------ TEXTAUSZUG ------

Hamburg. Menschen auf der Straße haben Angst, dass sie zu Hilfsbedürftigen zweiter Klasse werden könnten. Aber es gibt auch Solidarität.

Sie hat selbst so wenig und will trotzdem helfen: Eine „Hinz&Kunzt“-Verkäuferin fragt die Organisatoren des Straßenmagazins, wo sie Spenden für Flüchtlinge abgeben kann. Es gibt obdachlose Menschen in Hamburg, die Mitgefühl zeigen für Migranten aus den Kriegsgebieten. Wer selbst täglich den Mangel erlebt, weiß, wie es sich anfühlt, auf sich gestellt zu sein und nichts mehr zu besitzen – außer vielleicht einen Ausweis, der die Identität dokumentiert. Einerseits.

------

AUFGABE A =>
Schreib alle Einträge aus der Sammlung Zeile für Zeile genau ab.
Der Text und die Einträge haben nichts miteinander zu tun.

------ EINTRÄGE ------

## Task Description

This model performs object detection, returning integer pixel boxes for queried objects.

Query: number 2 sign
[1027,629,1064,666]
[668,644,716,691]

------

AUFGABE B =>
Welche Bezeichnungen für Gruppen von Menschen kommen im Text über Obdachlose in Hamburg vor? Nenne alle.

ANTWORT A =>
## Task Description

This model performs object detection, returning integer pixel boxes for queried objects.

Query: number 2 sign
[1027,629,1064,666]
[668,644,716,691]

ANTWORT B =>
- Menschen auf der Straße
- Hilfsbedürftige zweiter Klasse
- Organisatoren des Straßenmagazins
- Flüchtlinge
- obdachlose Menschen in Hamburg
- Migranten aus den Kriegsgebieten